Requirement:
Rename "What to detect" to "Target label" everywhere in the items below, and reproduce everything else unchanged.

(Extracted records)
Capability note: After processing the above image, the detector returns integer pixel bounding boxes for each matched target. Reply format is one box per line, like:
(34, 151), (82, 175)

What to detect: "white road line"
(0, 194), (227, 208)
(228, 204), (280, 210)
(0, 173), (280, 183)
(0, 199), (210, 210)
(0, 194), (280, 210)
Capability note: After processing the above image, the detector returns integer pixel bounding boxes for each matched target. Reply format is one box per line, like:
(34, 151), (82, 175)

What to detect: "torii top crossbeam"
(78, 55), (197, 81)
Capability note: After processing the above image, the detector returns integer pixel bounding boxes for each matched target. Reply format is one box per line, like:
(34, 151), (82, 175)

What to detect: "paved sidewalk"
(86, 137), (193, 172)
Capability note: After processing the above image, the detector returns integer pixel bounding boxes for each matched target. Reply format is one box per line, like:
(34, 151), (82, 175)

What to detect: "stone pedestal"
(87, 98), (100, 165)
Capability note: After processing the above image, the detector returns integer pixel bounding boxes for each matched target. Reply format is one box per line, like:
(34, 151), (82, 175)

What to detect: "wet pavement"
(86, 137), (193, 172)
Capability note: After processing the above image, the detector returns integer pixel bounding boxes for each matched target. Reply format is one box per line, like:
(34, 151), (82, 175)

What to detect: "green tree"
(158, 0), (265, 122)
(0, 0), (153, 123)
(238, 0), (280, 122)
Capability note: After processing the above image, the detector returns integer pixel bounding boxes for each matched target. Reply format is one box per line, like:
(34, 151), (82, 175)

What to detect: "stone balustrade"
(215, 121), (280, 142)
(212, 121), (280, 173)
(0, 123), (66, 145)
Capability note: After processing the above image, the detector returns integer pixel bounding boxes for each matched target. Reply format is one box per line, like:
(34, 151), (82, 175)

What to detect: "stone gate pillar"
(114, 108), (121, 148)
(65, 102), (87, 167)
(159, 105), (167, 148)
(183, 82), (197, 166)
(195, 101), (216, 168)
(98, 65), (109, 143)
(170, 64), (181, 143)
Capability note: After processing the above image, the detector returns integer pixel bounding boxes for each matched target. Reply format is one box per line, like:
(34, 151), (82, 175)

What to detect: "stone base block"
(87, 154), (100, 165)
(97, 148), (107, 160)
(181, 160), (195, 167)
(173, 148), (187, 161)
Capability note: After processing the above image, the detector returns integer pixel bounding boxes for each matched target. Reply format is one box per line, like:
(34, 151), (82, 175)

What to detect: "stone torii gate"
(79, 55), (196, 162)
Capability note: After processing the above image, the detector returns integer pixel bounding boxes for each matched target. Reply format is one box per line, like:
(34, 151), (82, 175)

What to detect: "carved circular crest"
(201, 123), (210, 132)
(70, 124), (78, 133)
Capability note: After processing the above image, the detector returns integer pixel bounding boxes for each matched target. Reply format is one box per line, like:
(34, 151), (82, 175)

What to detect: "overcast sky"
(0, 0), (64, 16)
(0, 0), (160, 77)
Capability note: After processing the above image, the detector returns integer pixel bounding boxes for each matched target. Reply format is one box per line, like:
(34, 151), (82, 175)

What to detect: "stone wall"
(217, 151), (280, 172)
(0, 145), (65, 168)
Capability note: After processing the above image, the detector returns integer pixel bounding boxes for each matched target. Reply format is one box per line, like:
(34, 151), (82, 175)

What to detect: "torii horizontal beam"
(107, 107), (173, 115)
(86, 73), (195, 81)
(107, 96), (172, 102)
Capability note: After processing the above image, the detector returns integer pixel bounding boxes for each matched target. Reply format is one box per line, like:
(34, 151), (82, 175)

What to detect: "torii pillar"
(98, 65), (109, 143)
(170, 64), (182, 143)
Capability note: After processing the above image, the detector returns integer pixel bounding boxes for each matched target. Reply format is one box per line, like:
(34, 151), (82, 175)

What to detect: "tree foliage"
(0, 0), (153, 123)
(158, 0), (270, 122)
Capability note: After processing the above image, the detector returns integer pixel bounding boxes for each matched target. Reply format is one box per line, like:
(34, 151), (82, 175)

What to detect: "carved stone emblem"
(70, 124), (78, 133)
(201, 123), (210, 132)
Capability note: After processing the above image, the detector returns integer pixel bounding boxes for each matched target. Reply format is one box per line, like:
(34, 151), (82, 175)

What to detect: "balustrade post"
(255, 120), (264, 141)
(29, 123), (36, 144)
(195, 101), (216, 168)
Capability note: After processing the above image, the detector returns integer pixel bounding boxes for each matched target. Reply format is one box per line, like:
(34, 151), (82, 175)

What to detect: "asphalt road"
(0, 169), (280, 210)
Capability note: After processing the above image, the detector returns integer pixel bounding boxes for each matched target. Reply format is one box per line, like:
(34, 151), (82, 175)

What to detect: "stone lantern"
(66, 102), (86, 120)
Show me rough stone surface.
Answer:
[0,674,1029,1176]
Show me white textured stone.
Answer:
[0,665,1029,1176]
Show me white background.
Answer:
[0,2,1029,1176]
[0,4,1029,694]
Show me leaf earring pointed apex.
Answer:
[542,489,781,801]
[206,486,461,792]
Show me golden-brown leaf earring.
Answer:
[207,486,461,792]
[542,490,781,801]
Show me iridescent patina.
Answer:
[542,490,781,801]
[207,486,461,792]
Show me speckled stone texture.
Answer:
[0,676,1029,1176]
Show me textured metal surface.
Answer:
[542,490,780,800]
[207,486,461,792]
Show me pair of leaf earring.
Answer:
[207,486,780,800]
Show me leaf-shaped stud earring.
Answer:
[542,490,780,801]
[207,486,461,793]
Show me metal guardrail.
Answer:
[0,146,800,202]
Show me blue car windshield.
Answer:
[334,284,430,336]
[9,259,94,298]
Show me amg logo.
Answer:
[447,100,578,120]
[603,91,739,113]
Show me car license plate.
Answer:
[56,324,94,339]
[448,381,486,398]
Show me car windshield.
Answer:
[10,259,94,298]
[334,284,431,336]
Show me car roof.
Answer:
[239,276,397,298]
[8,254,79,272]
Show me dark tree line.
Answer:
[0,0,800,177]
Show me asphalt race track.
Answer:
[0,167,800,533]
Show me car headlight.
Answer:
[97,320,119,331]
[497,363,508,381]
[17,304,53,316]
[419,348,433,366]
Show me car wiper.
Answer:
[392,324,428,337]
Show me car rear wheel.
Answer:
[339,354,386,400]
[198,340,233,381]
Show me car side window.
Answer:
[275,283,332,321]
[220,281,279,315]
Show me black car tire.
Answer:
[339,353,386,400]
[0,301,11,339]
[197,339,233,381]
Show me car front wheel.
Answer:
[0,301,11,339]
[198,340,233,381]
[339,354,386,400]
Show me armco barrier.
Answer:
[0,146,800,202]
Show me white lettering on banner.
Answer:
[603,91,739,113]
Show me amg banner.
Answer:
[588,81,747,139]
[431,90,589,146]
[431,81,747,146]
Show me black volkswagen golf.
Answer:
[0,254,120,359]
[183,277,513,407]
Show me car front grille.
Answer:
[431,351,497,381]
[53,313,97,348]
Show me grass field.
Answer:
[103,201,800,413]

Completed task:
Capability note: After processing the above image, the detector returns integer pixel bounding boxes for each matched target. Reply format is one box per line, like:
(34, 151), (82, 175)

Target label: "white road line"
(0, 194), (227, 208)
(228, 204), (280, 210)
(0, 173), (280, 183)
(0, 199), (210, 210)
(0, 194), (280, 210)
Capability note: After processing the above image, the detector returns integer pixel bounding boxes for each matched target. Reply format is one box per line, like:
(34, 151), (82, 175)

Target label: "torii top crossbeam"
(78, 55), (197, 81)
Capability note: After processing the above image, the detector returns integer pixel bounding boxes for each matched target. Reply format is one box per line, like:
(34, 151), (82, 175)

Target label: "paved sidewalk"
(86, 137), (193, 172)
Capability note: After processing the above image, the detector returns integer pixel bounding boxes for each matched target. Reply format is one box per line, like:
(34, 151), (82, 175)

Target label: "stone pedestal"
(87, 98), (100, 165)
Capability note: After processing the above image, the detector returns integer pixel bounding boxes for each matched target. Reply format is one box per line, like:
(34, 151), (82, 175)

Target label: "wet pavement"
(86, 137), (193, 172)
Capability note: After processing the above image, the detector returns integer pixel bounding boxes for each matched target. Reply format is one box per line, like:
(34, 151), (82, 175)

Target label: "green tree"
(158, 0), (265, 122)
(0, 0), (153, 123)
(238, 0), (280, 122)
Capability note: After processing the above image, the detector returns integer pixel bounding boxes for each matched target. Reply format is one box per line, like:
(34, 151), (82, 175)

Target label: "stone balustrade"
(215, 121), (280, 142)
(212, 121), (280, 173)
(0, 123), (66, 145)
Capability note: After processing the above image, the detector returns integer pixel bounding boxes for each matched target. Reply format is one box per line, like:
(34, 151), (82, 175)

Target label: "stone gate pillar"
(114, 108), (121, 148)
(65, 102), (87, 167)
(159, 105), (167, 148)
(183, 82), (197, 166)
(195, 101), (216, 168)
(98, 65), (109, 143)
(170, 64), (181, 143)
Capability note: After processing the above image, the detector returns integer pixel bounding boxes for each matched target. Reply format is one box per line, like:
(34, 151), (82, 175)

Target label: "stone base block"
(87, 154), (100, 165)
(97, 148), (107, 160)
(181, 160), (195, 167)
(173, 148), (187, 161)
Capability note: After processing the above image, the detector returns integer pixel bounding boxes for each matched target. Reply format is one box per line, like:
(34, 151), (82, 175)

Target label: "stone torii gate"
(79, 55), (196, 162)
Capability note: After processing the above image, the detector returns integer pixel bounding boxes for each matched target. Reply format is one box per line, like:
(34, 151), (82, 175)

Target label: "carved circular crest"
(201, 123), (210, 132)
(70, 124), (78, 133)
Capability note: After processing the above image, the detector returns integer pixel bounding boxes for each matched target. Reply format is one box per line, like:
(34, 151), (82, 175)

Target label: "overcast sky"
(0, 0), (64, 16)
(0, 0), (160, 77)
Capability note: After processing the above image, the detector returns integer pixel bounding boxes for each matched target. Reply format is one box per line, like:
(34, 151), (82, 175)

Target label: "stone wall"
(217, 151), (280, 172)
(0, 145), (65, 168)
Capability note: After processing the above image, the detector returns integer pixel bounding boxes for each matched target. Reply format is one box per line, like:
(34, 151), (82, 175)

Target label: "torii horizontal beam"
(107, 107), (173, 115)
(86, 73), (195, 81)
(107, 96), (172, 102)
Capability note: After processing the above image, the detector returns integer pixel bounding boxes for each matched target. Reply format is one box per line, like:
(34, 151), (82, 175)

Target label: "torii pillar"
(98, 65), (109, 143)
(170, 64), (182, 143)
Capability note: After processing the above image, the detector returns integer pixel bounding boxes for each matched target. Reply format is one box per line, like:
(34, 151), (82, 175)

Target label: "tree foliage"
(0, 0), (153, 123)
(158, 0), (270, 122)
Capability note: After processing the above image, the detector returns integer pixel bounding boxes for each matched target. Reply format is one box per line, like:
(34, 151), (82, 175)

Target label: "carved stone emblem"
(70, 124), (78, 133)
(201, 123), (210, 132)
Capability note: After processing the above image, the detector returns integer pixel bounding boxes for each matched target. Reply format is one box per line, like:
(34, 151), (82, 175)

Target label: "balustrade post"
(255, 120), (264, 141)
(29, 123), (36, 144)
(195, 101), (216, 168)
Capability note: After processing the above image, the detector returns integer pixel bounding boxes for each matched target. Reply format is one box per line, like:
(34, 151), (82, 175)

Target label: "asphalt road"
(0, 169), (280, 210)
Capability note: After processing the above image, the detector returns integer pixel bounding boxes for each matched target. Reply format is one box per line, like:
(34, 151), (82, 175)

Target label: "stone lantern"
(66, 102), (86, 120)
Show me rough stone surface.
Answer:
[0,674,1029,1176]
Show me white textured stone.
Answer:
[0,665,1029,1176]
Show me white background.
Answer:
[0,2,1029,1176]
[0,4,1029,694]
Show me leaf earring pointed apex.
Answer:
[542,489,781,801]
[206,486,461,792]
Show me golden-brown leaf earring.
Answer:
[207,486,461,792]
[542,490,781,801]
Show me iridescent patina.
Answer:
[542,490,781,801]
[207,486,461,792]
Show me speckled stone texture.
Answer:
[0,676,1029,1176]
Show me textured metal surface.
Answer:
[542,490,780,800]
[207,486,461,792]
Show me pair of leaf earring.
Answer:
[207,486,780,800]
Show me leaf-shaped stud earring.
Answer:
[542,490,780,801]
[207,486,461,793]
Show me metal guardrail.
Answer:
[0,146,800,202]
Show me blue car windshield.
Answer:
[334,284,430,336]
[9,259,94,298]
Show me amg logo.
Answer:
[447,100,578,120]
[603,91,739,113]
Show me car license plate.
Answer:
[56,324,94,339]
[448,381,486,398]
Show me car windshield.
Answer:
[10,259,94,298]
[334,284,431,336]
Show me car roof.
Answer:
[239,276,397,298]
[8,254,79,272]
Show me dark tree line.
Answer:
[0,0,800,177]
Show me asphalt race track.
Answer:
[0,167,800,533]
Show me car headlight.
Answer:
[97,320,119,331]
[497,363,508,381]
[17,304,53,316]
[419,348,433,366]
Show me car wiper.
Answer:
[392,324,428,337]
Show me car rear wheel.
Answer:
[339,354,386,400]
[198,340,233,381]
Show me car side window.
Answer:
[275,283,332,321]
[220,281,279,315]
Show me black car tire.
Answer:
[339,353,386,400]
[0,301,11,339]
[197,339,233,381]
Show me car front wheel.
Answer:
[0,301,11,339]
[198,340,233,381]
[339,354,386,400]
Show me armco barrier.
Answer:
[0,146,800,202]
Show me white lettering on banner.
Answer:
[603,91,739,113]
Show me amg banner.
Answer:
[588,81,747,139]
[431,90,589,146]
[431,81,747,146]
Show me black volkswagen golf.
Answer:
[0,254,120,359]
[183,277,513,407]
Show me car front grille.
Answer:
[431,351,497,381]
[53,313,97,348]
Show me grass field.
Answer:
[103,201,800,413]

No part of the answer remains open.